== Data to process ==

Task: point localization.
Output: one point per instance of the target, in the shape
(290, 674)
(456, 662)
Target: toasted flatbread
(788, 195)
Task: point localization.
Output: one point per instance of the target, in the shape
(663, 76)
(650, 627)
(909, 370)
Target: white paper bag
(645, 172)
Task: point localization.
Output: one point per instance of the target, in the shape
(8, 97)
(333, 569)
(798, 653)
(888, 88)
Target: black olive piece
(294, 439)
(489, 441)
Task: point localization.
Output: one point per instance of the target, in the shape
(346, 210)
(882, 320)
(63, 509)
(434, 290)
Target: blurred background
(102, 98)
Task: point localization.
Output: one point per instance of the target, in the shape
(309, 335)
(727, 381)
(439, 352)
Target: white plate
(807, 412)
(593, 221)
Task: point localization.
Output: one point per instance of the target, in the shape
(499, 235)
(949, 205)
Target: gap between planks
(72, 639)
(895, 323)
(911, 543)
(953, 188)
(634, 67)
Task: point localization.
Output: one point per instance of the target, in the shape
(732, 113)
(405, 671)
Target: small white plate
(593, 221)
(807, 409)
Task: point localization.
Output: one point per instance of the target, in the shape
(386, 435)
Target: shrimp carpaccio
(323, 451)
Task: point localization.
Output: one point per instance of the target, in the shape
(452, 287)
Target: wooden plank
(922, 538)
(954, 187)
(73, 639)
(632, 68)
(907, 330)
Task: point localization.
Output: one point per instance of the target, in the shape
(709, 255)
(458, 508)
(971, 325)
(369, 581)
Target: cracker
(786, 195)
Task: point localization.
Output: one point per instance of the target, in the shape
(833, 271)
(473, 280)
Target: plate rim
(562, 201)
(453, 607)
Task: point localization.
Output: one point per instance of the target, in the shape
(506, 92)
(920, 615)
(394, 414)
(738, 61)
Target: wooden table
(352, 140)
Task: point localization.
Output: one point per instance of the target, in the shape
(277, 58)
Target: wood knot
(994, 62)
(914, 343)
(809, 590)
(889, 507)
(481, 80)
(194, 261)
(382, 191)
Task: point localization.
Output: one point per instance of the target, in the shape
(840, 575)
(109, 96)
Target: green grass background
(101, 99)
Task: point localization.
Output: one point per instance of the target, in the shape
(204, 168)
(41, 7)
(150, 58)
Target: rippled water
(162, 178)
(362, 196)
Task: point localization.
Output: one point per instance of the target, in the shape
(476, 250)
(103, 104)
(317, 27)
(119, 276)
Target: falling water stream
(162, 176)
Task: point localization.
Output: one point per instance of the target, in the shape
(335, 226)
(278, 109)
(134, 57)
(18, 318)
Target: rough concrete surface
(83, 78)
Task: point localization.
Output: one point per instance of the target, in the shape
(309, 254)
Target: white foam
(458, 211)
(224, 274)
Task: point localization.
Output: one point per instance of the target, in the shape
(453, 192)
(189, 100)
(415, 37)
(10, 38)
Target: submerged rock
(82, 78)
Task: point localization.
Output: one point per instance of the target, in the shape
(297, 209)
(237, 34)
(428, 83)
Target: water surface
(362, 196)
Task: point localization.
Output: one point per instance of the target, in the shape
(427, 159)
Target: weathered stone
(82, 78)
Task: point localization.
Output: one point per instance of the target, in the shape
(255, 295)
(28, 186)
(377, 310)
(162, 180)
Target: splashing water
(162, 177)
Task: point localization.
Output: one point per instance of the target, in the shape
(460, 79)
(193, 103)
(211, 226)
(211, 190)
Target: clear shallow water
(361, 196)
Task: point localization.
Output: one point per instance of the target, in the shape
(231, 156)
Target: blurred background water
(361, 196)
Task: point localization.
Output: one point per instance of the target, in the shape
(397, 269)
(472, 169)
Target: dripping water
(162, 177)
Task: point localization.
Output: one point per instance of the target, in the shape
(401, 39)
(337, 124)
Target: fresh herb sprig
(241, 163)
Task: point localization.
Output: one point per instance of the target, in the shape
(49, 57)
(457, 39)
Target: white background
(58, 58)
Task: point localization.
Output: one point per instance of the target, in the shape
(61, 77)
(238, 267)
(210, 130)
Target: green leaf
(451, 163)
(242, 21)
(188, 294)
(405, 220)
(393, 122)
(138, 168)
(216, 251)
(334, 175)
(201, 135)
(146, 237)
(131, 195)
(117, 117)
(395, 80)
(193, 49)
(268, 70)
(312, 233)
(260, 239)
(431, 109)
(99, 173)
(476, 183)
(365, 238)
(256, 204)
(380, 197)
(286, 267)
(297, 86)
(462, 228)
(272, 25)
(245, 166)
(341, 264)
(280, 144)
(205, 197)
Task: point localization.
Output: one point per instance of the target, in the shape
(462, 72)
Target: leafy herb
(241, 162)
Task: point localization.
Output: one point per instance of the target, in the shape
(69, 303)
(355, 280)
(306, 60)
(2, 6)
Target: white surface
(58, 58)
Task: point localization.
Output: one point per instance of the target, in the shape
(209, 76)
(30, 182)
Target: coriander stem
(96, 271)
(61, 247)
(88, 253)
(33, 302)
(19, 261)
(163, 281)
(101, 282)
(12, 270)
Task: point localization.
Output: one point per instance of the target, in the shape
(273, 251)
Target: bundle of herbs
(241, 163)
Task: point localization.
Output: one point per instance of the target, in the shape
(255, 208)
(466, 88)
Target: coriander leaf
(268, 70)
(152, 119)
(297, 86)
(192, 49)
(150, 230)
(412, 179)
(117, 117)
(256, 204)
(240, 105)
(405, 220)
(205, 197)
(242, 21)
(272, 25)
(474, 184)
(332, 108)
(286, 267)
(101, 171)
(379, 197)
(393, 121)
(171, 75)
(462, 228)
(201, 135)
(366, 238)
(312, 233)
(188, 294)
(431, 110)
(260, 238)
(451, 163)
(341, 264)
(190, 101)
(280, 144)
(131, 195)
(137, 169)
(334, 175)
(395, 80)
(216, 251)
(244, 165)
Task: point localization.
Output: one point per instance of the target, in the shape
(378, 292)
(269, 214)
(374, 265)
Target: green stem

===

• [Task details]:
Output all of the material exactly as written.

• [Output of the task]:
Task: point localization.
Output: one point per instance of the target, in the shape
(290, 674)
(456, 662)
Target: toasted flatbread
(788, 195)
Task: point localization.
Output: one point per instance of the target, in the shape
(663, 76)
(650, 627)
(909, 370)
Target: white paper bag
(645, 172)
Task: point localization.
Output: one point per instance of the target, in the shape
(8, 97)
(333, 569)
(798, 653)
(888, 88)
Target: black olive piece
(294, 439)
(489, 441)
Task: point localization.
Output: one point per instance of the target, in the shape
(346, 210)
(882, 320)
(63, 509)
(434, 290)
Target: blurred background
(102, 98)
Task: point localization.
Output: one point per instance of the target, in the shape
(309, 335)
(727, 381)
(439, 352)
Target: white plate
(807, 412)
(593, 221)
Task: point localization.
Output: one point per instance of the target, in the shape
(499, 235)
(949, 205)
Target: gap between planks
(72, 639)
(895, 323)
(911, 543)
(953, 188)
(634, 67)
Task: point localization.
Output: one point per instance of the target, in the shape
(732, 113)
(405, 671)
Target: small white plate
(593, 221)
(807, 409)
Task: point localization.
Output: one point per instance of the target, in the shape
(386, 435)
Target: shrimp carpaccio
(323, 451)
Task: point localization.
Output: one point per instance of the target, in the shape
(452, 287)
Target: wooden plank
(922, 538)
(954, 187)
(73, 639)
(632, 68)
(907, 330)
Task: point localization.
Output: one point per instance of the target, in the shape
(709, 255)
(458, 508)
(971, 325)
(369, 581)
Target: cracker
(786, 195)
Task: point localization.
Output: one point per instance of the target, in the shape
(833, 271)
(473, 280)
Target: plate rim
(562, 201)
(453, 607)
Task: point localization.
Output: one point per instance of the target, in the shape
(506, 92)
(920, 615)
(394, 414)
(738, 61)
Target: wooden table
(352, 140)
Task: point localization.
Output: one point per instance of the target, in the shape
(277, 58)
Target: wood knot
(994, 62)
(914, 343)
(809, 590)
(889, 507)
(481, 80)
(194, 261)
(382, 191)
Task: point localization.
Output: one point per instance of the target, in the shape
(840, 575)
(109, 96)
Target: green grass background
(101, 99)
Task: point localization.
Output: one point per instance of the target, in the shape
(204, 168)
(41, 7)
(150, 58)
Target: rippled water
(162, 178)
(362, 196)
Task: point localization.
Output: one point per instance of the target, in the shape
(476, 250)
(103, 104)
(317, 27)
(119, 276)
Target: falling water stream
(162, 176)
Task: point localization.
Output: one point per instance of the target, in the shape
(335, 226)
(278, 109)
(134, 57)
(18, 318)
Target: rough concrete surface
(83, 78)
Task: point localization.
Output: one point per instance of the target, in the shape
(309, 254)
Target: white foam
(458, 211)
(224, 274)
Task: point localization.
Output: one point per instance of the target, in the shape
(453, 192)
(189, 100)
(415, 37)
(10, 38)
Target: submerged rock
(82, 78)
Task: point localization.
Output: one point per instance of the target, in the shape
(297, 209)
(237, 34)
(428, 83)
Target: water surface
(362, 196)
Task: point localization.
Output: one point per instance of the target, in the shape
(427, 159)
Target: weathered stone
(82, 78)
Task: point localization.
Output: one point per instance of the target, in the shape
(255, 295)
(28, 186)
(377, 310)
(162, 180)
Target: splashing water
(162, 177)
Task: point localization.
Output: one point per instance of the target, in the shape
(460, 79)
(193, 103)
(211, 226)
(211, 190)
Target: clear shallow water
(361, 196)
Task: point localization.
Output: one point per instance of the target, in the shape
(231, 156)
Target: blurred background water
(361, 196)
Task: point localization.
Output: one point per instance of the target, in the shape
(397, 269)
(472, 169)
Target: dripping water
(162, 177)
Task: point localization.
Output: one point per instance of the target, in the shape
(401, 39)
(337, 124)
Target: fresh herb sprig
(241, 163)
Task: point localization.
Output: one point per instance of the target, in the shape
(49, 57)
(457, 39)
Target: white background
(58, 58)
Task: point localization.
Output: one point per instance of the target, in the shape
(61, 77)
(238, 267)
(210, 130)
Target: green leaf
(451, 163)
(242, 21)
(188, 294)
(405, 220)
(393, 122)
(138, 168)
(216, 251)
(334, 175)
(201, 135)
(146, 237)
(131, 195)
(117, 117)
(395, 80)
(193, 49)
(268, 70)
(312, 233)
(260, 239)
(431, 109)
(99, 173)
(476, 183)
(365, 238)
(256, 204)
(380, 197)
(286, 267)
(297, 86)
(462, 228)
(272, 25)
(245, 166)
(341, 264)
(280, 144)
(205, 197)
Task: point localization.
Output: one point per instance of the target, in the shape
(462, 72)
Target: leafy herb
(241, 162)
Task: point localization.
Output: one point per instance of the target, in the shape
(69, 303)
(355, 280)
(306, 60)
(2, 6)
Target: white surface
(58, 58)
Task: point localization.
Output: one point per instance of the target, in the shape
(209, 76)
(30, 182)
Target: coriander stem
(96, 271)
(61, 247)
(88, 253)
(33, 302)
(19, 261)
(163, 281)
(101, 282)
(12, 270)
Task: point localization.
Output: one point per instance of the target, in the shape
(273, 251)
Target: bundle of herbs
(241, 163)
Task: point localization.
Output: one point per instance of the target, in the shape
(255, 208)
(466, 88)
Target: coriander leaf
(268, 70)
(152, 119)
(297, 86)
(192, 49)
(150, 230)
(412, 179)
(117, 117)
(256, 204)
(240, 105)
(405, 220)
(205, 197)
(242, 21)
(272, 25)
(474, 184)
(332, 108)
(286, 267)
(101, 171)
(379, 197)
(393, 121)
(171, 75)
(462, 228)
(201, 135)
(366, 238)
(312, 233)
(188, 294)
(431, 110)
(260, 238)
(451, 163)
(341, 264)
(190, 101)
(280, 144)
(131, 195)
(137, 169)
(334, 175)
(395, 80)
(216, 251)
(244, 165)
Task: point localization.
Output: one point per instance of the target, in the shape
(378, 292)
(269, 214)
(374, 265)
Target: green stem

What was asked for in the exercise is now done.